TEXT SEGMENT |

☆ ☆ ☆ ☆

In answer to the above question, Joseph L. Allen Ph.D., gave just a few of the many examples, discoveries, and information relating to the fact that archaeological evidence overwhelmingly points to the fact that the main historical events of the Book of Mormon took place in Mesoamerica.  
"For more than 100 years scholars have re-created the history of the Great Lakes/New York region. They have found the following:" 

"A Written Language 
There is no evidence of a written language in the Great Lakes region during either the Jaredite (2500 B.C. to 300 B.C.) or the Nephite (600 B.C. to 400 A.D.) time period. Since both the Jaredites (Mosiah 18:7-12) and the Nephites (1 Nephi 1:2-4) wrote their histories, any area proposed as Book of Mormon lands must have had a written language during those time periods. 
Some have argued that only the Nephites wrote a history and that other people in the area did not write, therefore one would not expect to find evidence of a written language. However, as early as 145 B.C., apostate Nephite priests were commissioned by a Lamanite king to teach the Nephite language to his people so that they could “keep their record so that they might writeone to another” (Mosiah 24:3-6). 

Building with Cement 
There is no evidence of buildings made of cement in the Great Lakes region during the Book of Mormon time period as required by the Book of Mormon record.  
In the middle of the first century B.C., the Nephites had become “expert in the working of cement; therefore, they did build houses of cement in which they did dwell” (Helaman 3:7).  
The reference in Helaman, as well as another reference in Alma 63:4-6, inform us that the area where the Nephites built buildings of cement was in the land northward. Students of the Book of Mormon will recall that the land northward was divided from the land southward by a narrow neck of land (Alma 27:32).

☆ ☆ ☆ ☆

RECORD SET |
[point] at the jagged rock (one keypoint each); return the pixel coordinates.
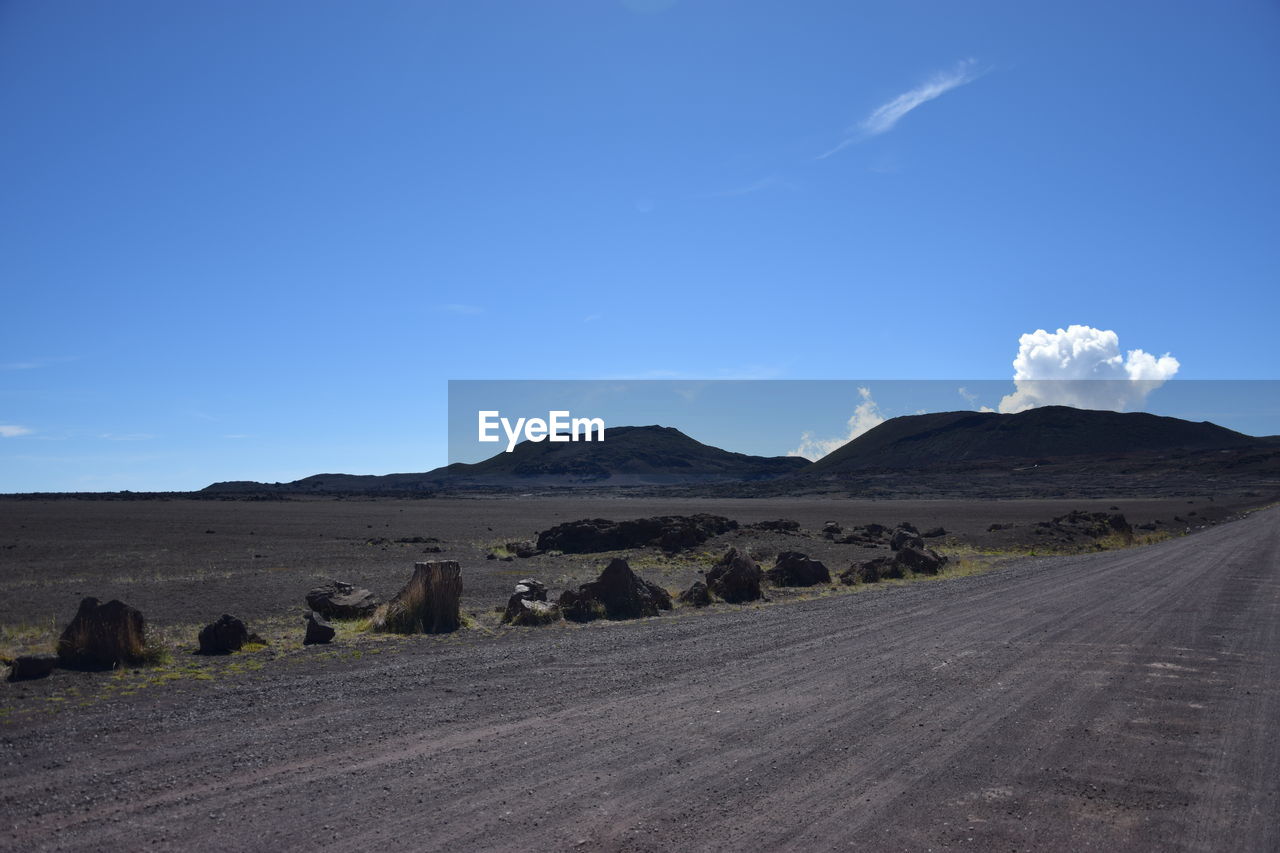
(223, 637)
(922, 561)
(339, 600)
(526, 589)
(531, 612)
(32, 666)
(671, 533)
(794, 569)
(872, 571)
(103, 637)
(781, 525)
(617, 593)
(696, 596)
(904, 538)
(736, 578)
(318, 629)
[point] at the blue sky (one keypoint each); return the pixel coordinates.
(254, 241)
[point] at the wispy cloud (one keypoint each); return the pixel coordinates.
(457, 308)
(883, 118)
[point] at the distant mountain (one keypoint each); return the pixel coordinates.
(969, 438)
(627, 456)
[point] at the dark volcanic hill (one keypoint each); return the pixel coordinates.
(968, 438)
(627, 456)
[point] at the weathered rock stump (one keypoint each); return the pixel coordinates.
(429, 603)
(103, 637)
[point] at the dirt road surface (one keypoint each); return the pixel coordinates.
(1121, 701)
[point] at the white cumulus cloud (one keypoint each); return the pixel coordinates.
(865, 416)
(1084, 368)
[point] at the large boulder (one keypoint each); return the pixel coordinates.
(318, 629)
(617, 593)
(794, 569)
(103, 637)
(671, 533)
(736, 578)
(223, 637)
(32, 666)
(339, 600)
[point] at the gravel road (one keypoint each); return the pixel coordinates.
(1121, 701)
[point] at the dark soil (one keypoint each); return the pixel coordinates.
(1120, 701)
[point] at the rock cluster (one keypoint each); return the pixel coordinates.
(223, 637)
(908, 559)
(671, 533)
(736, 578)
(617, 593)
(339, 600)
(528, 605)
(794, 569)
(103, 637)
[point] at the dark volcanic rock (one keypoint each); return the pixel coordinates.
(223, 637)
(736, 578)
(696, 594)
(871, 571)
(668, 532)
(338, 600)
(103, 637)
(922, 561)
(781, 525)
(579, 607)
(318, 629)
(794, 569)
(32, 666)
(617, 593)
(905, 538)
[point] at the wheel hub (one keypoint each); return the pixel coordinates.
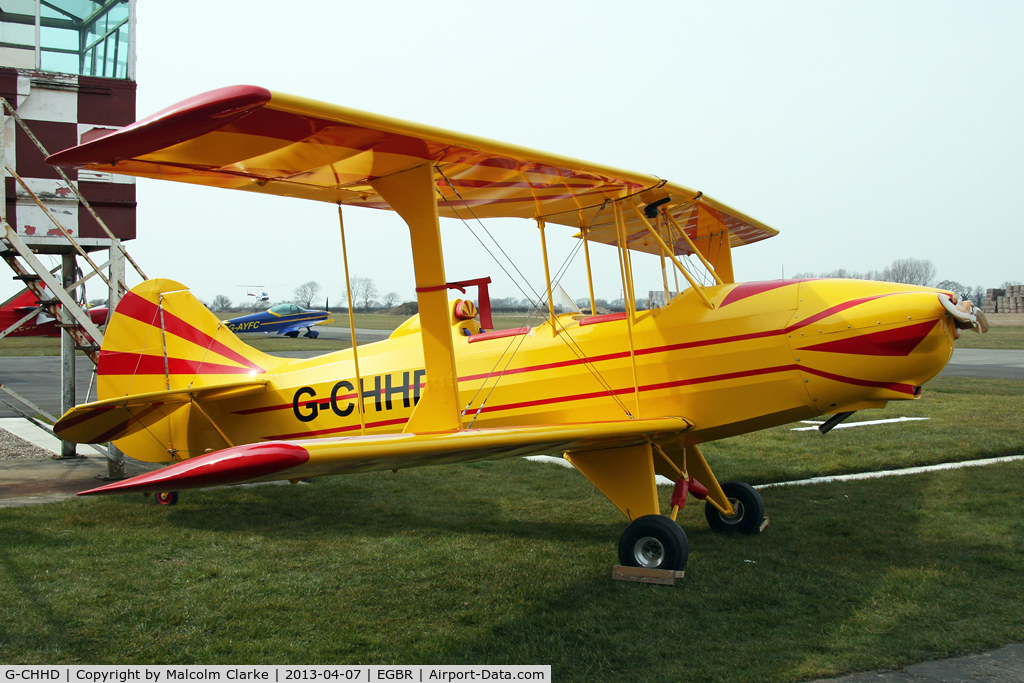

☆ ☆ ☆ ☆

AIM OF THE TASK |
Continue the passage about archaeological evidence for Book of Mormon lands, starting right after its final sentence.

WRITTEN RESPONSE |
Some have suggested that we would not expect to find the remnants of cement buildings because the whole face of the land was changed at the time of the great destruction at the death of Christ. However, the very nature of destructions are a great aid to archaeologists in uncovering the evidence because in essence they freeze the debri in time and space much like the volcanic eruption of Pompeii.

An Advanced Civilization
There is no evidence in the Great Lakes region of a stabilized civilization with kings, religion, trading, manufacturing of tools for warfare, farming, and mining, as required by the Book of Mormon history (see Ether 10:4)...about 1000 B.C. and Mosiah 18:26-29, c 145 B.C. 

Population Studies
Closely related to the lack of a high civilization in the Great Lakes Region are population studies. At approximately 300 B.C. the Jaredites had a great civil war which brought an end to their nation. Prior to that time more than two million people had been killed (Ether 15:2). Likewise, the Lamanites and Nephites had battles in the first century B.C. where “thousands and tens of thousands” were killed (Alma 3:26). The great battle at Cumorah resulted in the death of 270,000 Nephites as well as many Lamanites (Mormon 6:10-15). 
Scholars of the history of the Great Lakes/New York region immediately dismiss the possibility of these kinds of death tolls in the region because there were not nearly enough people living there at the time.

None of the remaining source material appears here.